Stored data
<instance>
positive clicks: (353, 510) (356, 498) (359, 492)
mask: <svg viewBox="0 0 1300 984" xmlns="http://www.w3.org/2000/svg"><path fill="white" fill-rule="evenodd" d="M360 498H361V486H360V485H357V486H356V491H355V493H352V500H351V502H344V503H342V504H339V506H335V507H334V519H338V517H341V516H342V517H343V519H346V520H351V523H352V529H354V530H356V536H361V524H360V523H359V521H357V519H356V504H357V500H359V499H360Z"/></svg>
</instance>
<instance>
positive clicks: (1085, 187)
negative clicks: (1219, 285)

## What you have to do
Set down exactly, and only, the lines from the one with "positive clicks: (353, 510)" to the final line of the data.

## Answer to this task
positive clicks: (353, 510) (356, 498) (359, 492)
mask: <svg viewBox="0 0 1300 984" xmlns="http://www.w3.org/2000/svg"><path fill="white" fill-rule="evenodd" d="M360 498H361V486H360V485H357V486H356V491H355V493H352V500H351V502H344V503H342V504H339V506H335V507H334V519H338V517H341V516H342V517H343V519H346V520H351V523H352V529H354V530H356V536H361V524H360V523H359V521H357V519H356V504H357V500H359V499H360Z"/></svg>
</instance>
<instance>
positive clicks: (1085, 187)
negative clicks: (1219, 285)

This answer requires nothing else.